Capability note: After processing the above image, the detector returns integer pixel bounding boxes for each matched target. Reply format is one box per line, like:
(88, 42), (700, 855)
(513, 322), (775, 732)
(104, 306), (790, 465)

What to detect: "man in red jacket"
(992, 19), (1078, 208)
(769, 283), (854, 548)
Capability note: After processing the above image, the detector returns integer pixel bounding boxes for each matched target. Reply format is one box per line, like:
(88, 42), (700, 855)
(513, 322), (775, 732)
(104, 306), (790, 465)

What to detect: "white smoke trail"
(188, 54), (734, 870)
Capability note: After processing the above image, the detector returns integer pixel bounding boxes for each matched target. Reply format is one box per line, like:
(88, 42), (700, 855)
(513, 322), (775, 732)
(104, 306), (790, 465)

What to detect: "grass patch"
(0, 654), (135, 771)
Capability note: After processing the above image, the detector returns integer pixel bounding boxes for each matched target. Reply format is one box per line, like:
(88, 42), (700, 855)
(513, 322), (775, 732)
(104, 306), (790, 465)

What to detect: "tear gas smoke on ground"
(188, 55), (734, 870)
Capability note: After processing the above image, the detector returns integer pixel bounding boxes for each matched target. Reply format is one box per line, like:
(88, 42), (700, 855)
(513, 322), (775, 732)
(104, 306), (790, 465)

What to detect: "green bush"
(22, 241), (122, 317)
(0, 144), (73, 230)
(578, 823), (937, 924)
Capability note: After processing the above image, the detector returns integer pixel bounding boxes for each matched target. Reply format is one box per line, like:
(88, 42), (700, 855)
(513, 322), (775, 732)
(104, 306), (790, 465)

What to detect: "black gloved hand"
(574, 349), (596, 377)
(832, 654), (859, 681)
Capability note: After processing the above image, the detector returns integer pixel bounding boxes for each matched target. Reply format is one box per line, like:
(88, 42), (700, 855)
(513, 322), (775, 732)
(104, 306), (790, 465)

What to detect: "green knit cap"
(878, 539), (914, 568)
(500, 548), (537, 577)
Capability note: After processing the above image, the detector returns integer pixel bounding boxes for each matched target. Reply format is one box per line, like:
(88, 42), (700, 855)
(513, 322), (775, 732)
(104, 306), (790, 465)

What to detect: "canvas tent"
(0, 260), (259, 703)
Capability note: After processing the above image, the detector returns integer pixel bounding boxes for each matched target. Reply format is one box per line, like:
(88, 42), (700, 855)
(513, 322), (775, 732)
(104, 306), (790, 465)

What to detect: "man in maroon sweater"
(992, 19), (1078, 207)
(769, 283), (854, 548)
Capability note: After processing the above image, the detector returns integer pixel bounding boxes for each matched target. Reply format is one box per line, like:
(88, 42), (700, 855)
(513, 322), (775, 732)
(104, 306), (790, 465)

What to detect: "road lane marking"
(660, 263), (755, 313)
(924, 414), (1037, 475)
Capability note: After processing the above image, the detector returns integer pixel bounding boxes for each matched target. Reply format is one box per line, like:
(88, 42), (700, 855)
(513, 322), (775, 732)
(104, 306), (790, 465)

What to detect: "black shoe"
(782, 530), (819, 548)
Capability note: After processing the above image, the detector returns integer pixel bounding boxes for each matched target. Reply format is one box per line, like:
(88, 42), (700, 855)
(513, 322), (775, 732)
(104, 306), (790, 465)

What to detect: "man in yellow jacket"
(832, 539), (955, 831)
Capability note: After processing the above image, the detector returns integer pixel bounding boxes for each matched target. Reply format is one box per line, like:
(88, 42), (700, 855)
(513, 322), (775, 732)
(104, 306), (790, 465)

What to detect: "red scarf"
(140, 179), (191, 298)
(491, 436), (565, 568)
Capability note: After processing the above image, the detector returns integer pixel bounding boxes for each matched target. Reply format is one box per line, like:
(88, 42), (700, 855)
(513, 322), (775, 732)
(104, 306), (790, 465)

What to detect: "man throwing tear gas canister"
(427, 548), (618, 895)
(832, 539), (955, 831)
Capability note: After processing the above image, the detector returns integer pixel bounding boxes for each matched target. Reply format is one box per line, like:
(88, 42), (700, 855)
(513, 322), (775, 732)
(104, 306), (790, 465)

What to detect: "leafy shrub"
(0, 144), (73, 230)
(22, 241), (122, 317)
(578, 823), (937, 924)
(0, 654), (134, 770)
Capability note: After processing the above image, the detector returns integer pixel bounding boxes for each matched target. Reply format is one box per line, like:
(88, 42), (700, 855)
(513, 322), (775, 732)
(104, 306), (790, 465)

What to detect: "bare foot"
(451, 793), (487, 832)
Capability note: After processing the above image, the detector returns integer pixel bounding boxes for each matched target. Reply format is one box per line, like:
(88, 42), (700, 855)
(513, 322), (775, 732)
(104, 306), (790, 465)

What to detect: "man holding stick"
_ _ _ _ _ _ _
Return every line of the material above that contains the string "jacket". Case counts.

» COMPLETE RESPONSE
What to detect: "man in red jacket"
What to detect: "man in yellow jacket"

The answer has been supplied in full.